# Consigne 1
Répondez aux questions suivantes à partir de l'article sur la manifestation pour la régularisation des sans-papiers :
(a) Combien de personnes ont manifesté dimanche après-midi à Montréal ?
(b) Quel ministre fédéral a annoncé un programme massif de régularisation des travailleurs migrants sans statut ?
(c) Qui préside la Centrale des syndicats démocratiques ?
# Consigne 2
Poursuivez l'article sur la manifestation pour la régularisation des sans-papiers à partir de sa dernière phrase.

=== Extrait d'article ===

Vincent Larin, 6 novembre 2022
Plus d’une centaine de personnes ont manifesté dimanche après-midi à Montréal pour réclamer la mise en place d’un programme « inclusif » de régularisation pour les sans-papiers au pays.
Le mois dernier, le ministre fédéral de l’Immigration, Sean Fraser, a annoncé qu’il planchait sur la présentation d’un programme massif de régularisation des travailleurs migrants sans statut.
Dimanche, beaucoup ont insisté sur l’importance de rendre ce programme « inclusif » et qu’il évite certains écueils rencontrés par des versions précédentes, parmi lesquelles le programme de régularisation des « anges gardiens » de Québec.
Celui-ci, censé offrir un statut permanent aux travailleurs sans-papiers qui ont œuvré en CHSLD durant la pandémie de COVID-19, excluait certains corps d’emploi, a rappelé le député du Nouveau Parti démocratique Alexandre Boulerice, en entrevue en marge de la manifestation.
« Il fallait vraiment donner des services aux gens. Les gens qui travaillaient dans les cuisines, les gardiens de sécurité, ceux qui faisaient le ménage n’étaient pas inclus », a-t-il expliqué.
Plus d’ouverture réclamée
Le Canada serait devenu « comme accro » aux programmes de travailleurs immigrants temporaires, par exemple dans le domaine de l’agriculture, remarque Alexandre Boulerice. Or, « si ces gens sont assez bons pour travailler, faire en sorte que nos industries fonctionnent, ils doivent avoir un chemin vers la résidence permanente », dit-il.
Le président de la Centrale des syndicats démocratiques (CSD), Luc Vachon, a appelé pour sa part à l’instauration d’un programme « plus rapide et avec plus d’ouverture ». « Qu’on reconnaisse déjà que ceux qui sont ici depuis longtemps, qu’il serait le temps de les considérer comme des résidents du Canada à part entière », a-t-il indiqué.
Présent à la manifestation comme porte-parole du Centre des travailleurs et travailleuses immigrants, Mamadou Konaté a lui-même expérimenté les limites de ce programme même s’il avait travaillé comme préposé à l’entretien ménager en zone rouge dans trois CHSLD, dont l’un où il a contracté la COVID-19.

=== Le matériel ===

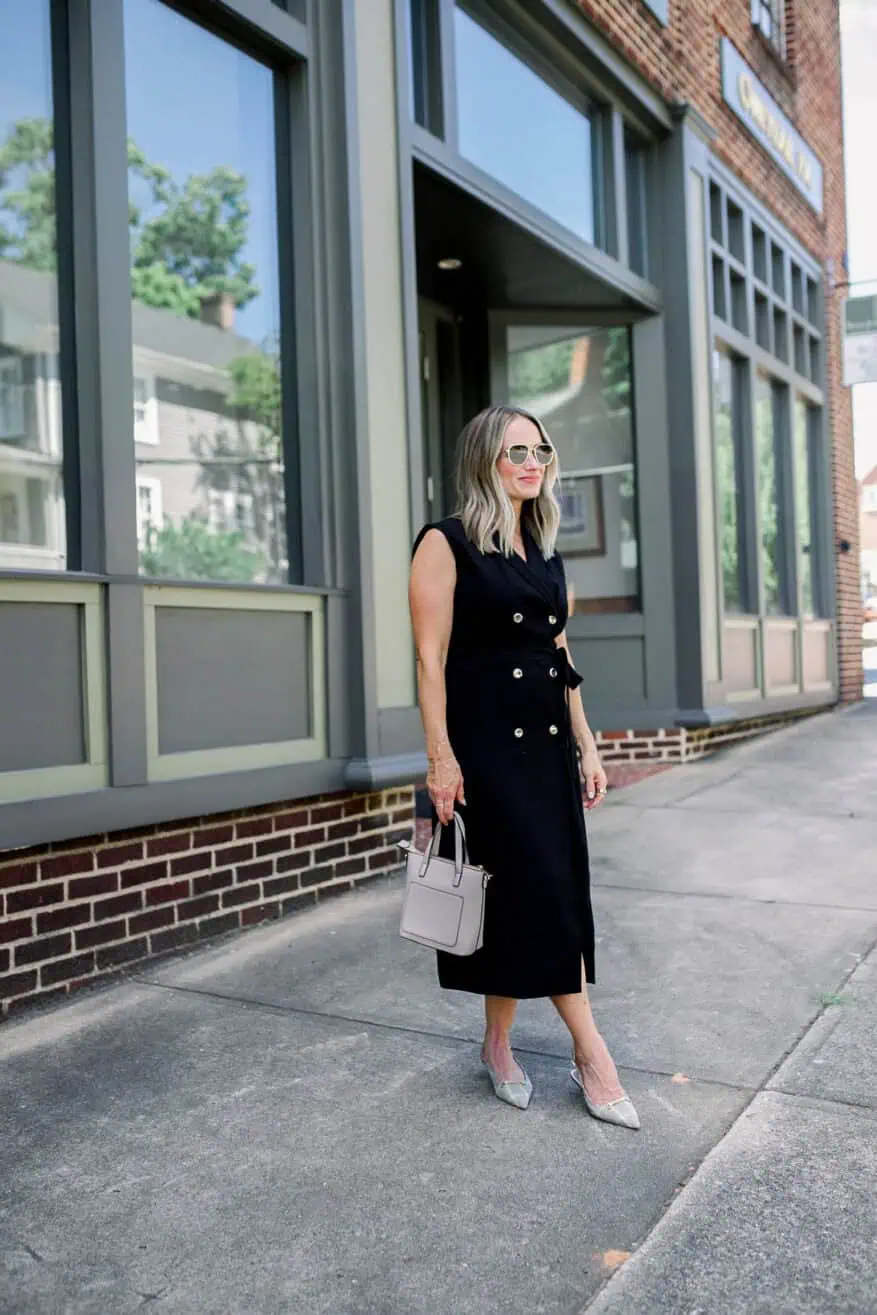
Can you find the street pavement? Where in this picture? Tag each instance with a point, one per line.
(295, 1119)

===

# Réponse attendue 1
(a) Plus d'une centaine de personnes.
(b) Sean Fraser, ministre fédéral de l'Immigration.
(c) Luc Vachon.

# Réponse attendue 2
Rappelons qu’en septembre 2020, M. Konaté s’était rendu de manière volontaire à l’Agence des services frontaliers du Canada (ASFC) afin de régulariser son statut. Sa demande d’asile avait alors été rejetée, puis il avait été arrêté sur place.
« Quand tu n’as pas de statut, tous tes droits sont bafoués. Tu travailles, tu fais toutes les tâches comme tous les autres, mais tu ne bénéficies d’aucun service public », a-t-il résumé.
Des demandes à Québec
La trentaine d’organismes communautaires représentés dimanche à la manifestation ont adressé leurs demandes à Ottawa, mais aussi à Québec, plus particulièrement à la nouvelle ministre de l’Immigration, de la Francisation et de l’Intégration, Christine Fréchette, comme il s’agit d’une compétence partagée.
Le nombre de personnes avec un statut irrégulier reste flou au pays, comme il s’agit par définition d’une population cachée. Le Comité permanent de la citoyenneté et de l’immigration du Parlement estime toutefois leur nombre « entre 20 000 et 500 000 personnes ».
Au Québec, ce nombre pourrait s’élever jusqu’à 100 000, quoiqu’il s’agisse d’une estimation uniquement basée sur les observations des avocats en droit de l’immigration, indique le président sortant de leur association, Guillaume Cliche-Rivard.
À noter, d’autres rassemblements semblables avaient également lieu au même moment dans d’autres villes du Québec, dont dans la Capitale-Nationale et à Saguenay.